### The task
Copy each of the records below word for word, keeping every line in its original order.

### Records from a data source
— Begin —
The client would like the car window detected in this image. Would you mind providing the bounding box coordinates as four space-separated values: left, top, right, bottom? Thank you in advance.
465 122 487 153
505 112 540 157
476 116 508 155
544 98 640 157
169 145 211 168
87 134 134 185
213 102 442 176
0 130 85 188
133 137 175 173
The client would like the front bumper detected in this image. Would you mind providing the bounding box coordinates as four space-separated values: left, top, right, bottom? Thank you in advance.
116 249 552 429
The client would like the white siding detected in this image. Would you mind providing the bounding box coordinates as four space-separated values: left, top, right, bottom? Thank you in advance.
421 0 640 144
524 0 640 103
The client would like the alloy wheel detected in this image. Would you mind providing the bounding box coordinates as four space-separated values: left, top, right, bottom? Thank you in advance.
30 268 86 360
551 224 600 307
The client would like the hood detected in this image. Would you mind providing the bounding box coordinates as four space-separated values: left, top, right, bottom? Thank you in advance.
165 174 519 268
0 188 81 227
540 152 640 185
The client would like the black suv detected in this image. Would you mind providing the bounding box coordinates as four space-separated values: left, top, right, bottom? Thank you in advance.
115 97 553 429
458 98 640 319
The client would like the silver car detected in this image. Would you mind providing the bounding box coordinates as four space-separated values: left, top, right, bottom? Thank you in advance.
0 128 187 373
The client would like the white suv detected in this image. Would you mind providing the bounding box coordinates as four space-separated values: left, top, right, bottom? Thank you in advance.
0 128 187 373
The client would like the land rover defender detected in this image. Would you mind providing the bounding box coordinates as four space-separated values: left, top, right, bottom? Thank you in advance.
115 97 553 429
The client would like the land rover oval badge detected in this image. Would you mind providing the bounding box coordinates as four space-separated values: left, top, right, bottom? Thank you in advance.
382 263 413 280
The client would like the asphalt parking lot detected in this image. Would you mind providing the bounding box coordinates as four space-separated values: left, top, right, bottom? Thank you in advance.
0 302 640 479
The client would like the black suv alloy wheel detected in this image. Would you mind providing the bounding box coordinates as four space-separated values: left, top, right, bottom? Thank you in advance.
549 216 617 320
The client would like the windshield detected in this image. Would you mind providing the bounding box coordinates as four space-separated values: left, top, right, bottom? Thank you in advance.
— End —
### Solution to this task
The client would like the car window detected in this image. Would you mind providing the bounding box coordinates as four space-separated values: left, top, right, bottom? Thank you in advance.
465 122 487 153
505 112 540 157
476 116 508 155
544 98 640 157
169 145 211 168
87 134 134 185
213 102 442 176
0 130 85 188
133 137 175 173
The client would like the front bumper detected in this image. Would you mind providing the bounding box coordinates as four space-separated values: left, top, right, bottom? Thank you in advance.
116 249 552 429
The client would like the white siding detected in this image. Would you mind providing the bounding box coordinates as four space-separated values: left, top, right, bottom? Thank you in advance.
421 0 640 144
524 0 640 103
The client would like the alloy wheel detected in this image. Would you mind providing the bounding box coordinates as four space-separated values: left, top, right, bottom? Thank you in advance.
30 268 86 360
551 224 600 307
The client would like the hood detected in this image. Would you mind providing the bounding box coordinates as four space-separated values: left, top, right, bottom? Thank you in advance.
165 174 519 268
0 188 81 227
540 152 640 185
The client would like the black suv detected in this image. Would you mind providing the bounding box coordinates as four space-separated values: left, top, right, bottom? Thank you in advance.
115 97 553 429
458 98 640 319
The client would like the silver car detected in this image. Would you mind providing the bounding box coordinates as four space-separated values: left, top, right, bottom? Thank you in advance.
0 128 187 373
The client would like the white suv detected in this image. Would you mind providing the bounding box coordinates as four space-separated values: left, top, right, bottom? Thank you in advance.
0 128 187 373
The client would like the land rover defender detected in this image. Would you mind providing the bounding box coordinates as four space-separated values: left, top, right, bottom? Thank you in advance.
115 97 553 429
The client would like the land rover oval badge detected in this image. Would you mind providing the bounding box coordinates as four space-separated values: left, top, right, bottom? Thank you in advance.
382 263 413 280
The client would like the asphalt parking lot detected in this image. Would you mind providing the bounding box coordinates as four space-separated values: left, top, right, bottom? Thank you in advance.
0 302 640 479
The client would like the black suv alloy wheel detected in this image. Would you mind providing the bounding box coordinates as four space-separated values: left, top, right, bottom? Thank you in advance.
549 216 617 320
The client would like the windshield detected in this image. Would you mind providing the bounding box coordinates as four space-separated values: left, top, right, bottom? Thank you in advance.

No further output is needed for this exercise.